::: Data entries :::

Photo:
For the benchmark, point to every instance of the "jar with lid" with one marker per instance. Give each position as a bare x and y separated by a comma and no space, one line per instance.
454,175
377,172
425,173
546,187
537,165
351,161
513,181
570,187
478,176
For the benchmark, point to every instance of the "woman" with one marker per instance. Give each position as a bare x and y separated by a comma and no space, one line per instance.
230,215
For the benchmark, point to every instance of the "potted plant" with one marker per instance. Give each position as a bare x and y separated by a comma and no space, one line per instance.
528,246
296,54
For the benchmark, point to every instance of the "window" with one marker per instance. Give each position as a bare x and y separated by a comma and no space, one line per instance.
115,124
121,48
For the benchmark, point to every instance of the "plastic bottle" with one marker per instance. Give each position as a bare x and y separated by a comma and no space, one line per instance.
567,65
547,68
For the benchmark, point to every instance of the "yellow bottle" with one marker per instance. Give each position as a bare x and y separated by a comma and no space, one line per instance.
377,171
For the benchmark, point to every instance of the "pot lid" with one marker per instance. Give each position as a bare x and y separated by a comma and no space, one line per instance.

:::
::: Data entries :::

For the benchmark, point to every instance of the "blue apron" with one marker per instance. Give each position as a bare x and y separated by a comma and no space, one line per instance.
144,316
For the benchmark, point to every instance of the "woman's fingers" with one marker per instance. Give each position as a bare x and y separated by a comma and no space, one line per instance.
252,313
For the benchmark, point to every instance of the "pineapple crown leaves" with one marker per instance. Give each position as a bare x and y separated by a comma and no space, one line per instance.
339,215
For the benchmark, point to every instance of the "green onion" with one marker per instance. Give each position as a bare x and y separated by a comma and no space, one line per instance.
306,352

:::

State how many lines in the material above contain the string "bottle". Reply with the number alone.

**Complete answer:** 2